:: Отрывок ::

Непоправимая беда настигла братьев Личутиных («Для увеселенья») на промыслах. Внезапно налетевший шторм сорвал с якорей их карбас, унес безвестно куда, и братья остались одни на островке, лежащем далеко в стороне от расхожих морских путей. Эти два мужика – «мезенские мещане по званью, были вдохновенные художники по призванью». И даже перед ликом смерти они распознали в самих себе невидимое и вечное, цветок всего «жития» своего – сердечное веселье, душевную крепость – и овеществили его в эпитафии себе, которую вырезали промысловыми ножами на сосновой доске – столешнице. И сделали это с таким «изяществом вкуса», что простая столешница превратилась в произведение искусства.
«Чудное дело! Смерть наступила на остров, смерть взмахнулась косой, братья видят ее – и слагают гимн жизни, поют песнь красоте. И эпитафию они себе слагают в торжественных стихах». Радость, излучаемая этой эпитафией, принимается сердцем рассказчика, закипающими слезами, когда он читает прощальное слово художника на безлюдном острове под аккомпанемент задумавшейся природы.
Разговор о душевном состоянии, которым проникнута вся народная культура, потому так захватывает и волнует, что он преподнесен у Шергина не отвлеченно, а всегда конкретно, связан с реальным, строго достоверным, даже документированным событием. Это быль. Шергин или называет точную дату изображаемого факта («Наступил 1857 год, весьма неблагоприятный для мореплавания»), или иным способом («Это было давно, когда я учился в школе») всегда указывает на невымышленность факта, закрепляет подлинные имена участников происшествия, названия местности, села или посада, где оно происходило.
И хотя все воспроизводилось Шергиным в полном соответствии с действительностью, он без колебания отсеивал из разнообразия натуры все, что могло в какой-то мере теснить художественный смысл рассказа, отвлекая внимание от его существа. Шергин очень дорожил цельным, единым впечатлением, сразу схватывающим суть дела. Он неуклонно следовал эстетическому завету древнерусской народной культуры, стремясь «в немногие словеса вложить мног разум», и писал чаще всего небольшие по своим размерам рассказы, нередко миниатюры, напоминающие собою стихотворения в прозе («Художество», «Русское слово» и др.). Малое пространство короткого рассказа по душе Шергину: оно надежно оберегает от соблазна закрепить нечто несущественное и случайное. Это влечение обозначило своеобразие и его фольклорных обработок 50-60-х годов. Они приближены к литературному рассказу, в них сокращены длинноты, повторы и т. п.

:::
:: Предоставленные данные ::

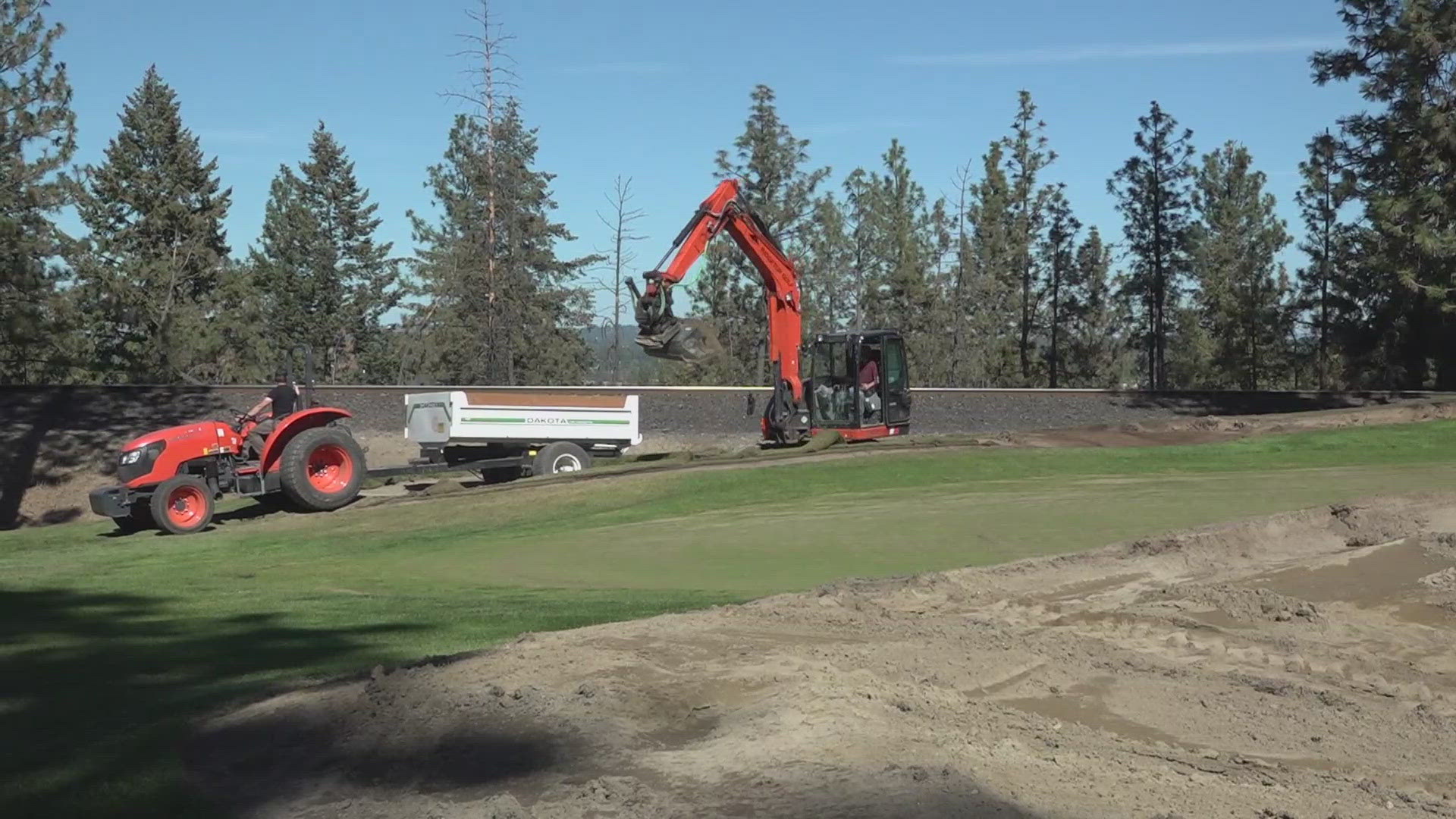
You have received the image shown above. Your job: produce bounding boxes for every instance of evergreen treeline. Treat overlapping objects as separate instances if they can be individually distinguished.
[0,0,1456,389]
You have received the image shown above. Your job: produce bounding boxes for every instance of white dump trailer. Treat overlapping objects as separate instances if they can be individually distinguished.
[390,389,642,475]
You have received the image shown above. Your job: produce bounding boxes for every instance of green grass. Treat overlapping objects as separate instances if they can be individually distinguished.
[8,421,1456,816]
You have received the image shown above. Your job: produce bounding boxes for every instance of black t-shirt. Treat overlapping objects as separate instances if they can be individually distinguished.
[268,383,299,421]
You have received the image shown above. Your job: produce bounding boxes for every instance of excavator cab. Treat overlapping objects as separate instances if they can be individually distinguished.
[804,329,910,440]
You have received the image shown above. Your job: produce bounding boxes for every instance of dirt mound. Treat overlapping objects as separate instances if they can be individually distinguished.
[188,497,1456,819]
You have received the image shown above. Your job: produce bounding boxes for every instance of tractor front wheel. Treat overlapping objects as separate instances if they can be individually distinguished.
[278,427,364,512]
[150,475,212,535]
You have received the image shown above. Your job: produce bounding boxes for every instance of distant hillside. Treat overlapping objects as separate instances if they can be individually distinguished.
[582,324,664,384]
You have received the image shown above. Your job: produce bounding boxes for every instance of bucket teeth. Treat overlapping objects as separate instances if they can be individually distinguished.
[636,319,722,364]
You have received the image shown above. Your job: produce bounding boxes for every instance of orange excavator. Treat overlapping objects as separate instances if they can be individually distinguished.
[628,179,910,444]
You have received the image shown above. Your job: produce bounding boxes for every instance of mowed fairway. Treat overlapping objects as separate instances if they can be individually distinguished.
[0,421,1456,816]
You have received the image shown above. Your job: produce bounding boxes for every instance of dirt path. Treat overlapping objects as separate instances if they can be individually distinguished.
[188,495,1456,819]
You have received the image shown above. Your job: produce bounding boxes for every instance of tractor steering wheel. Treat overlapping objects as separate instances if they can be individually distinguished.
[228,406,252,433]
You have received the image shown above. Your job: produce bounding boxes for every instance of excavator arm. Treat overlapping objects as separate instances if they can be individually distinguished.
[628,179,808,443]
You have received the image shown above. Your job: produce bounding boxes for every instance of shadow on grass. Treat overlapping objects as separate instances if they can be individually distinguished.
[0,588,416,817]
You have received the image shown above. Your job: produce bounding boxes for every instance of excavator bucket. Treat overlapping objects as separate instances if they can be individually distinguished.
[636,313,723,364]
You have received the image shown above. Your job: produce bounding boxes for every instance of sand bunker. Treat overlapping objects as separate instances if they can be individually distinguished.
[187,497,1456,819]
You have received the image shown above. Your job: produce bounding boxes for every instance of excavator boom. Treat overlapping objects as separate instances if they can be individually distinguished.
[628,179,808,441]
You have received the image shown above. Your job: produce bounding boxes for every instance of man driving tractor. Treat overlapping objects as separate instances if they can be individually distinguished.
[243,373,299,457]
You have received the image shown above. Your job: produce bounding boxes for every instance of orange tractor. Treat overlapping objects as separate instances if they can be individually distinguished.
[90,361,366,535]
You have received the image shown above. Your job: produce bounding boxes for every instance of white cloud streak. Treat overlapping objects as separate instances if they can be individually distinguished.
[556,63,673,74]
[799,120,929,137]
[890,36,1341,65]
[196,128,272,143]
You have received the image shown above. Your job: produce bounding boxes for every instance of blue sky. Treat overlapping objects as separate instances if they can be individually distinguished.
[48,0,1360,318]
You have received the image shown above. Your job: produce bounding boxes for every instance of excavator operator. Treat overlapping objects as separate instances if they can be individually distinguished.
[859,347,880,421]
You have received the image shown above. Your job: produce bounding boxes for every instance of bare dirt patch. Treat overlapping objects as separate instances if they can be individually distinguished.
[187,495,1456,819]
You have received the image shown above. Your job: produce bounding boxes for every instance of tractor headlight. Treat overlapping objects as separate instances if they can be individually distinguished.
[117,440,168,482]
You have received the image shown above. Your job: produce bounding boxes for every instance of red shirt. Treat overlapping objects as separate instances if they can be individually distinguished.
[859,362,880,386]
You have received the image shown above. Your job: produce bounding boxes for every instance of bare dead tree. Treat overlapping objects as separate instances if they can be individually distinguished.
[949,160,975,386]
[444,0,519,383]
[597,177,646,383]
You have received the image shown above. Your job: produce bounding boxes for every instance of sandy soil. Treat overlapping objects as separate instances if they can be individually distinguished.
[187,495,1456,819]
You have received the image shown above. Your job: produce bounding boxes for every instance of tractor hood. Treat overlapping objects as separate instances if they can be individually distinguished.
[121,421,234,452]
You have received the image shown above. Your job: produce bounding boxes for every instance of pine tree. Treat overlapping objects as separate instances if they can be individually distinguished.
[842,168,883,328]
[253,122,400,383]
[1065,226,1136,388]
[406,99,601,384]
[945,162,975,386]
[687,84,830,383]
[74,67,231,381]
[1310,0,1456,389]
[1106,101,1194,389]
[968,143,1021,386]
[798,193,859,340]
[0,0,76,383]
[1294,131,1354,389]
[864,140,935,369]
[1041,185,1082,389]
[1191,141,1290,389]
[1003,90,1057,386]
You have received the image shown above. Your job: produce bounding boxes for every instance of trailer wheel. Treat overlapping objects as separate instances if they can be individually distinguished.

:::

> Изучите материал:
[1] Перечислите все названия рассказов, которые приведены в скобках в отрывке о Шергине.
[2] Процитируйте из отрывка о Шергине всё, начиная со слов «Разговор о душевном» и вплоть до слов «где оно происходило.».
[3] Чем и на чём братья Личутины вырезали себе эпитафию, согласно отрывку о Шергине?

> Ваши ответы:
[1] «Для увеселенья», «Художество», «Русское слово».

[2]
Разговор о душевном состоянии, которым проникнута вся народная культура, потому так захватывает и волнует, что он преподнесен у Шергина не отвлеченно, а всегда конкретно, связан с реальным, строго достоверным, даже документированным событием. Это быль. Шергин или называет точную дату изображаемого факта («Наступил 1857 год, весьма неблагоприятный для мореплавания»), или иным способом («Это было давно, когда я учился в школе») всегда указывает на невымышленность факта, закрепляет подлинные имена участников происшествия, названия местности, села или посада, где оно происходило.

[3] Промысловыми ножами на сосновой доске-столешнице.